= Reading text =
"Rebanho" (meaning flock or "herd), 1992, by Lia Menna Barreto of Brazil, is a textile, fabric, glass, and synthetic fiber work.
(Collection of Patricia Phelps de Cisneros)
NORTON - In the same sense that every journey starts with a single step, Patricia Phelps de Cisneros's decades-long support of Latin-American art began with the purchase of a single print while a student here at Wheaton College.
Nearly four decades later, 34 works from the extensive, internationally noted Caracas-based collection of this class of 1969 alumna can be viewed in the school's Beard and Weil Galleries from Feb. 4 to April 10.
"Correspondences: Contemporary Art from the Colección Patricia Phelps de Cisneros" includes the work of many of the most important Latin American artists of the last half-century.
While the eclectic collection spans five centuries, the art to be exhibited at Wheaton will illustrate the links among contemporary works and a number of modern artists including Alejandro Otero, Hélio Oiticica, Ana Mendieta, Sigfredo Chacón, and Ernesto Neto. Styles, according to the catalog, range from Geometric Abstraction to Madí and Arte Concreto-Invención from Argentina to Venezuelan Kineticism, Brazilian Concretism, and Neoconcretism.
A catalog of 45 illustrations accompanies the exhibit, including a preface by Cisneros and a foreword by Wheaton president Ronald A. Crutcher.
Don't expect to see mariachi-inspired characters taking siestas in the languid afternoon sun. This exhibition and arts education program focuses on Latin American art - in its purest sense - and not what Cisneros often describes as "Chiquita Banana" perceptions.
"The collection aims to show the world that there is a Latin American art that doesn't fall within the stereotypes, an art that is not necessarily figurative, dramatic, or colorful," she writes on her website. "I want to show people that there is a refinement, an elegance of thought in Latin America, which has not been appreciated until now, either because people have not known about it or have not wanted to know about it."
For her efforts, Cisneros, who splits her time between homes and offices in Caracas and New York, has earned Venezuela's highest award, the Order of Simon Bolivar; France's Cross of the Legion of Honor; and a pair of honors from Colombia's minister of culture.
Cisneros, who was traveling last week, said in a statement through her agent, "One of the most important lessons I learned at Wheaton was the value of building bridges among different cultures. That has been a driving force for everything I do. When I learned about Ronald Crutcher's expansive vision for Wheaton, I realized that in many ways this vision was about building bridges among people, cultures, subject areas. I felt that a collaboration between the CCPC and Wheaton College could advance this vision."
During a trip to Wheaton in 2003 for an honorary degree, she toured the set-building workshop behind the stage where she had performed and found the cinder block she, like all departing seniors, had painted as a legacy.
"She was very moved," recalled Wheaton art professor and gallery curator Ann Murray.

= To be done =
**a)** Reproduce the passage of the Cisneros exhibition article starting at "Nearly four decades" and ending at "to April 10.".
**b)** Answer these from the Cisneros exhibition article:
(i) How many works from the collection are on view in the Beard and Weil Galleries?
(ii) Which Venezuelan award has Cisneros earned?
(iii) Who wrote the foreword to the catalog?
Work from the article on the Cisneros exhibition alone.

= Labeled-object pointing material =
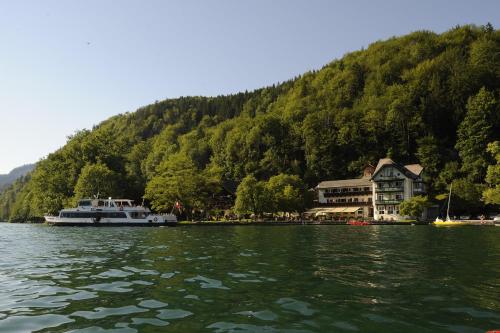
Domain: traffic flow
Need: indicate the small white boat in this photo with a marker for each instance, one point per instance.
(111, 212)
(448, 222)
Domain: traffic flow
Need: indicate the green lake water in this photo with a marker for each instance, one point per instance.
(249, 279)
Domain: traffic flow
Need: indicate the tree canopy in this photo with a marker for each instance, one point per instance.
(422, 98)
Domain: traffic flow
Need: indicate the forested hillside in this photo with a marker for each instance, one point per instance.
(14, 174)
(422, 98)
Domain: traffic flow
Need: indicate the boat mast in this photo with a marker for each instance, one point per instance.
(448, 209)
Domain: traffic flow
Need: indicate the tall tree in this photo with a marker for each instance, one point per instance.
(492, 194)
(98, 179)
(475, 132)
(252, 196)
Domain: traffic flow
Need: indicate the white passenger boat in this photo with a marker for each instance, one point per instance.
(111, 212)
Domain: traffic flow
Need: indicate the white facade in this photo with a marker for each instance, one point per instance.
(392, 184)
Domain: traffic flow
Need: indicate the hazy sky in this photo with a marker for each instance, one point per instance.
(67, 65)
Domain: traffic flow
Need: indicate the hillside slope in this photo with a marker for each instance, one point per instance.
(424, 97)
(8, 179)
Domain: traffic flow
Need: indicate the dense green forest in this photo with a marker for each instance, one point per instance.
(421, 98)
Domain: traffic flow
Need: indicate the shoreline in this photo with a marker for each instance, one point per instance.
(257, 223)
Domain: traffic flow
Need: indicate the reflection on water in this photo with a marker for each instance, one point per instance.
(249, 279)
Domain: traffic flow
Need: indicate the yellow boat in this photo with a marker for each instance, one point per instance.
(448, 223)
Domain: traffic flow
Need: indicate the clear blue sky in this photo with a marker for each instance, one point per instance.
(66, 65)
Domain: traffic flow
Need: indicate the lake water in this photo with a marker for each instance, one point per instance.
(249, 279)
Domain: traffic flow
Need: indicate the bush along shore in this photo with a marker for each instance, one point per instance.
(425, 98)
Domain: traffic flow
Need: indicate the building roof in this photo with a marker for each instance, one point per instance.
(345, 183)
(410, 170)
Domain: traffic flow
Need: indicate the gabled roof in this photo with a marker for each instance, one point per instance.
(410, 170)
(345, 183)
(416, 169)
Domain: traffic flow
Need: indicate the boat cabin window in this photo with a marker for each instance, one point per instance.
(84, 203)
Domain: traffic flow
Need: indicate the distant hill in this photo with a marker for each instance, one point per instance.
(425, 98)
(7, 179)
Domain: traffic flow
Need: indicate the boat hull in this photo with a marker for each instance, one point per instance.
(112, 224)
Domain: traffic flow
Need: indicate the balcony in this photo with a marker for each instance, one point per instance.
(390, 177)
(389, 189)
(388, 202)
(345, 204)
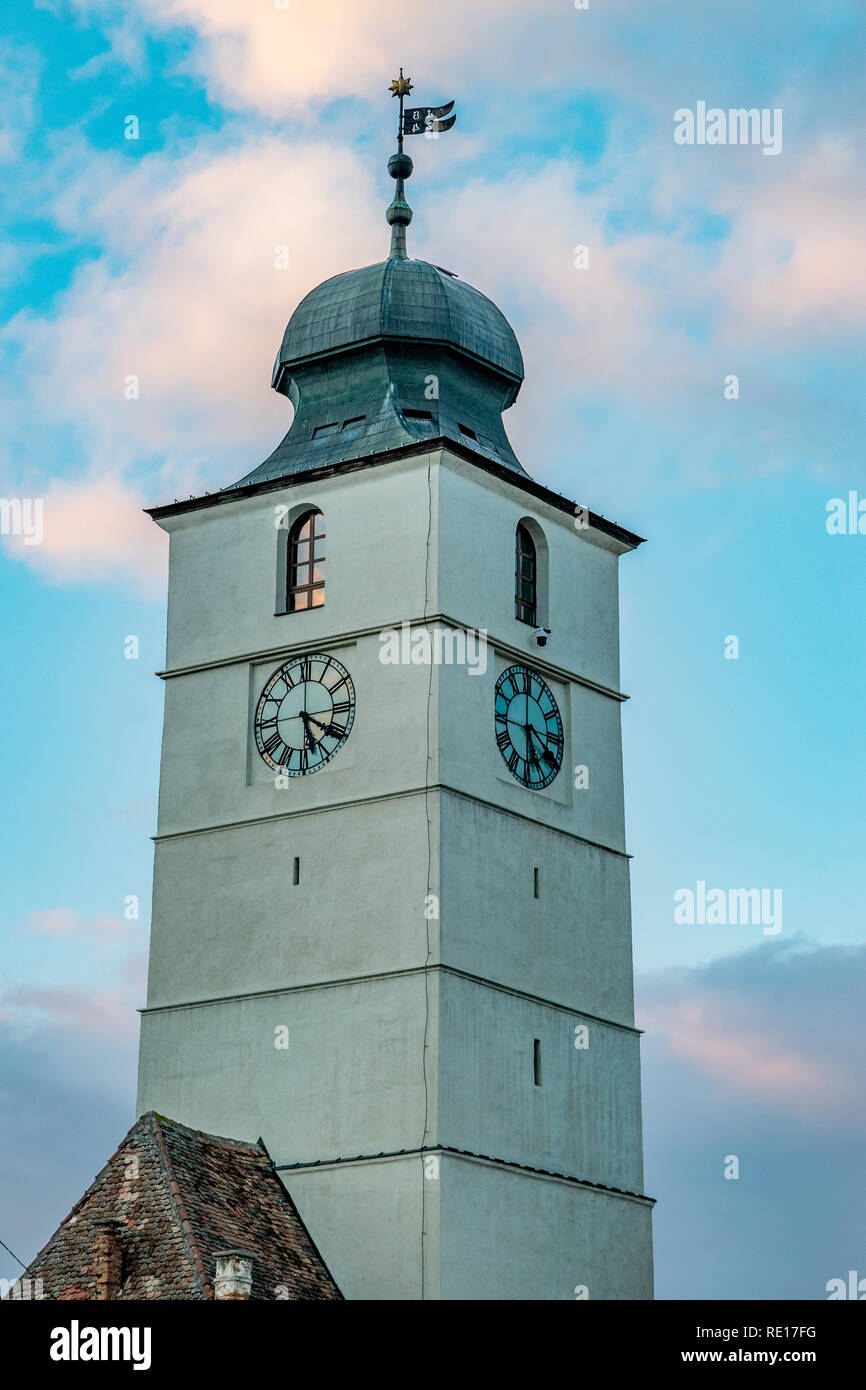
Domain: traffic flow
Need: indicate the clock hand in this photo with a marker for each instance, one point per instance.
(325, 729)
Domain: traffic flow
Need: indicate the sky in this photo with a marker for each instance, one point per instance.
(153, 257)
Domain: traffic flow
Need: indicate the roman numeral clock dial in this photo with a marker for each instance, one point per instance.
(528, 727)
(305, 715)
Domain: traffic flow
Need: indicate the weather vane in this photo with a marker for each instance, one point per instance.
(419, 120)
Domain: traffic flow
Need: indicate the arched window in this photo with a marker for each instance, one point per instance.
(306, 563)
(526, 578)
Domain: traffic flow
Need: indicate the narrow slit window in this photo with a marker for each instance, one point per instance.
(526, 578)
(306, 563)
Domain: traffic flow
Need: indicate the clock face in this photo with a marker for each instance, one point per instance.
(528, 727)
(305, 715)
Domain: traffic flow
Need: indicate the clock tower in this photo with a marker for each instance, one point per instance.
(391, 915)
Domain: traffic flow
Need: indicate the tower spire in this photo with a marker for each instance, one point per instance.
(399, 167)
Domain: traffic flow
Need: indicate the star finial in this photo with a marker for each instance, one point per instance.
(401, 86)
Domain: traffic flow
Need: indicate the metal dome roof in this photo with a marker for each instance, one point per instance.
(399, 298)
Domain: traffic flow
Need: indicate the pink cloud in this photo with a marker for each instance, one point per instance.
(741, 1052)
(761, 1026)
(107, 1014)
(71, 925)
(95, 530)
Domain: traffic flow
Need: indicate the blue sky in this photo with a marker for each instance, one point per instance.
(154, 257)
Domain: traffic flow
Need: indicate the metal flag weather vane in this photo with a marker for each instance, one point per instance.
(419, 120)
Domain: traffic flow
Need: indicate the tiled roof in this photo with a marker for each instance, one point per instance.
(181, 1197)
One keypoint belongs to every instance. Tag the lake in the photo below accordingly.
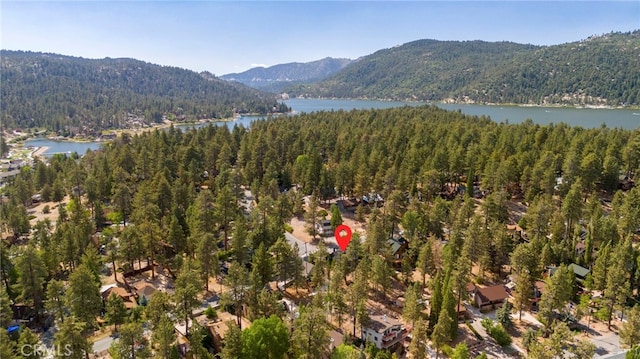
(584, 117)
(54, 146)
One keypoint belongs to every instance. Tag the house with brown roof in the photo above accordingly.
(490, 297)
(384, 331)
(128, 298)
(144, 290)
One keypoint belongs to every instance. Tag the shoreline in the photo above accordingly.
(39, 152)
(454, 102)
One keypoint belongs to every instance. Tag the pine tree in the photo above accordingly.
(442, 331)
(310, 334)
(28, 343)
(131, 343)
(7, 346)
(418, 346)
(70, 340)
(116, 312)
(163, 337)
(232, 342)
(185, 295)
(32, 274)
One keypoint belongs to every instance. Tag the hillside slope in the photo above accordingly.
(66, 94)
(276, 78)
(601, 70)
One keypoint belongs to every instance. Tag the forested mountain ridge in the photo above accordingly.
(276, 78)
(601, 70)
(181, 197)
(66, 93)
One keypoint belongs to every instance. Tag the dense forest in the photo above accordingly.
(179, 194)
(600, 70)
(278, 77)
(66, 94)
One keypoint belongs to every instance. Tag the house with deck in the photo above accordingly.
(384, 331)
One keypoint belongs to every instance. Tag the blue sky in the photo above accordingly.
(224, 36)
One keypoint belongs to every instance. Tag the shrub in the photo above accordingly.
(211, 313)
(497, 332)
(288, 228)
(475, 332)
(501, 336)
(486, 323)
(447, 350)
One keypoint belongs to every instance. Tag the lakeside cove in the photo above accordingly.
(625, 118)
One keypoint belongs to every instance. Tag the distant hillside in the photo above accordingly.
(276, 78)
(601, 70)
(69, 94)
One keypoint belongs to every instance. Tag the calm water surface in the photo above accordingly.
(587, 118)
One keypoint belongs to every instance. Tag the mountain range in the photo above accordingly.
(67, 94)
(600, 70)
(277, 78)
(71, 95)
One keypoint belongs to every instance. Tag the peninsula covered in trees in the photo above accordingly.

= Solutions per task =
**a)**
Nearly four decades later, 34 works from the extensive, internationally noted Caracas-based collection of this class of 1969 alumna can be viewed in the school's Beard and Weil Galleries from Feb. 4 to April 10.

**b)**
(i) 34 works.
(ii) The Order of Simon Bolivar, Venezuela's highest award.
(iii) Wheaton president Ronald A. Crutcher.